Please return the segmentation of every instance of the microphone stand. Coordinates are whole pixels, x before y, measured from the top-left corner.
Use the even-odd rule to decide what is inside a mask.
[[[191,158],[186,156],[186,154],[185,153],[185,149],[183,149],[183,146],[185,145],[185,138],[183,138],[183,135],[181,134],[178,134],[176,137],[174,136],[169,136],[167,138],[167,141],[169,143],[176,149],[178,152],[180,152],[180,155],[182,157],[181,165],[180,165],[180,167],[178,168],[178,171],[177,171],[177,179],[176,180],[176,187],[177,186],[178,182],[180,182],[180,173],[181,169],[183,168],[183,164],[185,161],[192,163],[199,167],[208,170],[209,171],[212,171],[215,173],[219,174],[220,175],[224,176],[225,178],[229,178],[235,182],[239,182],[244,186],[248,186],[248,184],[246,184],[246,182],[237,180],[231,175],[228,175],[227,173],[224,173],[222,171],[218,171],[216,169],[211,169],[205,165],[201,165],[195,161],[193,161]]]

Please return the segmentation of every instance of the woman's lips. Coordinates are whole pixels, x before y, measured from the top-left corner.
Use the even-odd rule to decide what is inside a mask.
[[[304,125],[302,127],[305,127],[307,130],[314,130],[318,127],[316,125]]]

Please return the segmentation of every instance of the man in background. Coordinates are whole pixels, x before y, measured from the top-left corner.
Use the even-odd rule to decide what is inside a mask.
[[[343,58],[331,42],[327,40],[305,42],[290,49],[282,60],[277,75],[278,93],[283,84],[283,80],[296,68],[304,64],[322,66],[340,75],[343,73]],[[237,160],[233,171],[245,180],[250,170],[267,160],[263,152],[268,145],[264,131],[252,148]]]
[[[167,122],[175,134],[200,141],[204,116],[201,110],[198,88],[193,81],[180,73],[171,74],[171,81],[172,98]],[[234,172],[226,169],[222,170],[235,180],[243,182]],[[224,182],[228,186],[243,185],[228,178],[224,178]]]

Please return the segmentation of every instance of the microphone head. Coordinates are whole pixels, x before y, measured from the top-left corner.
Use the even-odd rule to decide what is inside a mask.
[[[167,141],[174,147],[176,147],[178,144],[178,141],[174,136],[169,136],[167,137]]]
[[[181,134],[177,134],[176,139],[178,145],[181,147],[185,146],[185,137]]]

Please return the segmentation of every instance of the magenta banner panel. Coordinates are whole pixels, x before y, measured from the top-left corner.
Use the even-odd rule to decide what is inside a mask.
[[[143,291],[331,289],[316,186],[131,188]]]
++++++++
Rewrite every line from the one that contains "the microphone head." through the end of the data, requests included, scaling each coordinate in the answers by 1.2 and rounding it to a whole number, with halves rounded up. Leave all numbers in the requests as they are.

_COMPLETED TASK_
Please return the segmentation of every instance of the microphone head. Coordinates are whole pixels, x before y, measured from the top-left corner.
Use the even-odd rule to decide what is inside a mask.
[[[200,169],[209,176],[211,176],[214,173],[214,169],[209,163],[203,163],[200,164]]]
[[[217,161],[212,161],[211,167],[214,174],[217,176],[222,175],[222,164]]]

Please return the segmentation of every instance of the magenta banner panel. Coordinates are whole pixels, x before y, measured from the top-left corner.
Use the even-odd rule to decide what is inside a mask.
[[[172,349],[397,347],[379,223],[157,226]]]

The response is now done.